--- Start ---

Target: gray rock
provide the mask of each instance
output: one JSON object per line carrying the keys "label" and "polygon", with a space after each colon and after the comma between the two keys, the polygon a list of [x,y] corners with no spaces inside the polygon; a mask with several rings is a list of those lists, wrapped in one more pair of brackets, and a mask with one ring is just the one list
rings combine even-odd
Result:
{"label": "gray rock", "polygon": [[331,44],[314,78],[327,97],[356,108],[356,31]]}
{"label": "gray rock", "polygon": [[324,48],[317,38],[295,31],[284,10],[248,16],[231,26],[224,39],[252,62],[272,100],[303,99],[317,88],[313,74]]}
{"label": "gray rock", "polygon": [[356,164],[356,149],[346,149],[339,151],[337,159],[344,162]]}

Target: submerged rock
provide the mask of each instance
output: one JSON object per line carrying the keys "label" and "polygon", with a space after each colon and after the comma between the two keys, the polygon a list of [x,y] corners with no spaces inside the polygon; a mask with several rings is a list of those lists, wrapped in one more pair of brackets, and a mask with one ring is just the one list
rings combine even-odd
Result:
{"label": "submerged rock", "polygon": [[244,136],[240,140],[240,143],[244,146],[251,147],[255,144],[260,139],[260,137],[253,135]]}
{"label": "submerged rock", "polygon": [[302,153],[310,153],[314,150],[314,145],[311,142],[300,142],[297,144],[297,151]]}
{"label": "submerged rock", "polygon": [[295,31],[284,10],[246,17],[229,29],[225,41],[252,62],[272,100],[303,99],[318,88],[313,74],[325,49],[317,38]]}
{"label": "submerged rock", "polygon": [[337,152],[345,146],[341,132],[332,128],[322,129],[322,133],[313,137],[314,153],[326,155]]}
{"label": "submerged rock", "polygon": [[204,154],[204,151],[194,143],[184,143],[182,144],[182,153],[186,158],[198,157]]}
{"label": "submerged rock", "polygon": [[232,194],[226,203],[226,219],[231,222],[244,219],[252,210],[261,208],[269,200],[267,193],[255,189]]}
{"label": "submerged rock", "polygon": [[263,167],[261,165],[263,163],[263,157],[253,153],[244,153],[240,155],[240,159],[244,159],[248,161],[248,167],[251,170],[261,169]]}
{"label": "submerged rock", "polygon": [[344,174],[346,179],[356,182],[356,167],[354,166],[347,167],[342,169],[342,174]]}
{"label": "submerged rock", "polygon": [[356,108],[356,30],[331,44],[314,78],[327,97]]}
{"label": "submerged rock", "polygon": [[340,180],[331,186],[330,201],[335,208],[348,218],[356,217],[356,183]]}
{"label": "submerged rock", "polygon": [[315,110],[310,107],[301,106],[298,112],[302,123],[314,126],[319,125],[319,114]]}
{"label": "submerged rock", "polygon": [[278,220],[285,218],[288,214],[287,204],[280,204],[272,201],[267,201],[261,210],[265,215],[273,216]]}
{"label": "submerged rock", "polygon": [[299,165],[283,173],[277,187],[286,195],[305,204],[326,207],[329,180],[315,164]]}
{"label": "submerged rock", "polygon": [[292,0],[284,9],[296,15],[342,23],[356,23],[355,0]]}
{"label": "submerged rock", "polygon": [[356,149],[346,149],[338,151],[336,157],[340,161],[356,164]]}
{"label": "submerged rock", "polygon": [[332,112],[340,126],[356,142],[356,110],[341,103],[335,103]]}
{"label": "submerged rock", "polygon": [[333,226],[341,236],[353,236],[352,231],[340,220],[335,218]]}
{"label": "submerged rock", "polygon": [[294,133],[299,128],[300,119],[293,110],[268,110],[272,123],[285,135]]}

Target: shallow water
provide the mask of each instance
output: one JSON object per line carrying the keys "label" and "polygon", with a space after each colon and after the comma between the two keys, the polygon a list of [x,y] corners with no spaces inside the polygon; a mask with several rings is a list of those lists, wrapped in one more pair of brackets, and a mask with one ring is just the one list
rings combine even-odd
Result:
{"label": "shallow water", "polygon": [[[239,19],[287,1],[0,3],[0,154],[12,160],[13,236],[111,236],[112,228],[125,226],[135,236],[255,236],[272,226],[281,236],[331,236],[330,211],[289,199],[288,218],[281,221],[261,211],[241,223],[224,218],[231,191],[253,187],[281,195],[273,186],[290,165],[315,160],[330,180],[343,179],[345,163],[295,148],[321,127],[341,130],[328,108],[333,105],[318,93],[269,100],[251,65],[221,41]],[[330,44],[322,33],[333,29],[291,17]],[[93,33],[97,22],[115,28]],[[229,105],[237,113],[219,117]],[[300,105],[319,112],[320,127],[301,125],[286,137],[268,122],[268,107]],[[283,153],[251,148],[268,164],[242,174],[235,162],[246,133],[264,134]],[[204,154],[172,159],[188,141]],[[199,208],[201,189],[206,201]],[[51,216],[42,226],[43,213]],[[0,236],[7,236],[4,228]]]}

--- End ---

Exercise task: Update the lines from the one containing "Target: shallow water" through the end of the records, inclusive, replacing "Result" with "Answer" and leaving everything else unchanged.

Result for this task:
Target: shallow water
provide the mask of each instance
output: one JSON object per line carrying the keys "label" and "polygon", with a space after each colon and after the comma between the two keys, the polygon a list of [x,y] corners with no spaces inside the polygon; a mask with several rings is a list of those lists, wrapped in one more pair of brackets, and a mask with one ring is just the one list
rings combine even-odd
Answer:
{"label": "shallow water", "polygon": [[[239,19],[287,1],[0,3],[0,154],[12,160],[13,236],[111,236],[112,228],[125,226],[135,236],[255,236],[272,226],[281,236],[331,236],[330,211],[289,199],[288,218],[281,221],[261,211],[241,223],[224,218],[231,191],[253,187],[281,195],[273,186],[290,165],[315,160],[330,180],[343,179],[345,163],[295,148],[321,127],[341,130],[328,108],[333,105],[318,93],[269,100],[251,65],[221,41]],[[330,44],[322,33],[333,29],[291,17]],[[93,33],[97,22],[115,28]],[[229,105],[237,113],[219,117]],[[300,105],[319,112],[320,127],[301,125],[286,137],[268,122],[268,107]],[[283,153],[251,148],[268,164],[242,174],[235,162],[246,133],[264,134]],[[204,154],[172,159],[188,141]],[[199,208],[201,189],[206,201]],[[51,216],[42,226],[43,213]],[[0,236],[7,236],[4,228]]]}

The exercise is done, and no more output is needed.